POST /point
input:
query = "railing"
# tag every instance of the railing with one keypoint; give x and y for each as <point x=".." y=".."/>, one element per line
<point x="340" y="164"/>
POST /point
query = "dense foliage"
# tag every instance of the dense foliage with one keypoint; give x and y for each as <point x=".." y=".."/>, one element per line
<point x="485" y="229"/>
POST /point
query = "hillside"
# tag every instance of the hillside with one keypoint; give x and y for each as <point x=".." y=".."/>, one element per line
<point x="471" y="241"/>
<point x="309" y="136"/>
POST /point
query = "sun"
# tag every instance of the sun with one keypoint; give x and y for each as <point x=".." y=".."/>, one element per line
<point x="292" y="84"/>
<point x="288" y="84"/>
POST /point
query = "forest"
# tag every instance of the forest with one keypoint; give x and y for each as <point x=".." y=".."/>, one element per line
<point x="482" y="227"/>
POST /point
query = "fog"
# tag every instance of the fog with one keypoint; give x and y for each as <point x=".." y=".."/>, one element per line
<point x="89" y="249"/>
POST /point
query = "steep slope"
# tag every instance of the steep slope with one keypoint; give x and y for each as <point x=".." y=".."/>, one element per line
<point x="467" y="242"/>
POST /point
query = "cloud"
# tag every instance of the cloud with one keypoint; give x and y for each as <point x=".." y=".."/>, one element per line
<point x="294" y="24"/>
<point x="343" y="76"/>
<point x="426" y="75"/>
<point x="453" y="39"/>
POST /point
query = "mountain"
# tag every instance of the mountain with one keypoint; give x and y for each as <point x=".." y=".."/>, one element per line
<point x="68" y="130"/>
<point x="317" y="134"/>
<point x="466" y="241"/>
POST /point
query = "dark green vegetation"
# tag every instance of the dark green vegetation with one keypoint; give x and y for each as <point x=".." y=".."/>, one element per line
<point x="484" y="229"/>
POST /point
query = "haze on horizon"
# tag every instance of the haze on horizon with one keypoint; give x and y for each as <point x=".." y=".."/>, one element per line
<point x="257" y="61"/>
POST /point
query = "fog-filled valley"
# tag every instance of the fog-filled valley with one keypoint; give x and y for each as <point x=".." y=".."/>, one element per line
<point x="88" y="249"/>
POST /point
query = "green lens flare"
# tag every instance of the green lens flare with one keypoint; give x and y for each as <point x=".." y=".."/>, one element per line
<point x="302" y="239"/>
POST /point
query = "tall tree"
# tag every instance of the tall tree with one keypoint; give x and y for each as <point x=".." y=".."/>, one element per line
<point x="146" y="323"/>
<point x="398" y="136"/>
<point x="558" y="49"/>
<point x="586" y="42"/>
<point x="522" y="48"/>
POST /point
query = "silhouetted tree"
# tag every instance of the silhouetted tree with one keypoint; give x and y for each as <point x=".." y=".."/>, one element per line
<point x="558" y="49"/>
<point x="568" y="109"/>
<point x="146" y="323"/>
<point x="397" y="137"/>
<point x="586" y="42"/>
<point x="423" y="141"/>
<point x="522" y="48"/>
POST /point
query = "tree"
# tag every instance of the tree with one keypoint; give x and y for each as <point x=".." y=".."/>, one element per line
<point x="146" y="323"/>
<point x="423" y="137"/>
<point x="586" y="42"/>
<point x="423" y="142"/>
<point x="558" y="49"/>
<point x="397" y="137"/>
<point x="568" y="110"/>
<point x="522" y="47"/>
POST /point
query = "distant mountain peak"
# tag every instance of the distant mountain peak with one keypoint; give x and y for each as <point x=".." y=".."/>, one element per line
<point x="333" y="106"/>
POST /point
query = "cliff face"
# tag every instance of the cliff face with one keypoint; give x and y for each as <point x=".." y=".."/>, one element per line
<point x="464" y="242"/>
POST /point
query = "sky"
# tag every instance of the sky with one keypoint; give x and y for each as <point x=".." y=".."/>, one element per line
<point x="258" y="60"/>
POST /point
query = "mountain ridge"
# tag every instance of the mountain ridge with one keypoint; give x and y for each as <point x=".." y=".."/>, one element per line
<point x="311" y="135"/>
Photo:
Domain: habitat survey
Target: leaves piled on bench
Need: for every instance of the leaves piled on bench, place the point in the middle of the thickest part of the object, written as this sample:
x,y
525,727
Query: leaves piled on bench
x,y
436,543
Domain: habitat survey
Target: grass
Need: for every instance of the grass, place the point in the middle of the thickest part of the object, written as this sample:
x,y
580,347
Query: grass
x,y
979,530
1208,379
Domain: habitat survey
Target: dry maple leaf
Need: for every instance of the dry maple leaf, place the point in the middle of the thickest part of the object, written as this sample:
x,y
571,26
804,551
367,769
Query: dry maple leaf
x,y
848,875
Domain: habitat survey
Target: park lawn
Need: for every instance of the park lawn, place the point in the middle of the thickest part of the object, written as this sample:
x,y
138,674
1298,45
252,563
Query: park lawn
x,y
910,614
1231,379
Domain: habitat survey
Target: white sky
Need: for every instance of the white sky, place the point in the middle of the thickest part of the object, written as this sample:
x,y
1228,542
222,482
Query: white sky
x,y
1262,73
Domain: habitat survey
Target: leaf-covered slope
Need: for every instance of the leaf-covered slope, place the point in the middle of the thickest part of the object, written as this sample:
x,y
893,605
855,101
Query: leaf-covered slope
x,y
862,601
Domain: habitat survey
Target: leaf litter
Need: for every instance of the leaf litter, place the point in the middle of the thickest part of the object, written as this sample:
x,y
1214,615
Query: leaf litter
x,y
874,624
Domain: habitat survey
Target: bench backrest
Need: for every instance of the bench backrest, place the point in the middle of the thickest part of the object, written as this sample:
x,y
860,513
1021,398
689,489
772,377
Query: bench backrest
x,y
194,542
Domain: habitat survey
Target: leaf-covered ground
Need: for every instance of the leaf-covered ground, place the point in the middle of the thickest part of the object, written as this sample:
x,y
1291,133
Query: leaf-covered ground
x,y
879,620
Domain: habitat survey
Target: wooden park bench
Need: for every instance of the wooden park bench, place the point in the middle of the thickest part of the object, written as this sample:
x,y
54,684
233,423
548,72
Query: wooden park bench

→ EXERCISE GOAL
Looking at the entries above, determine how many lines contain the word "Target" and state only that number.

→ OUTPUT OF THE EXERCISE
10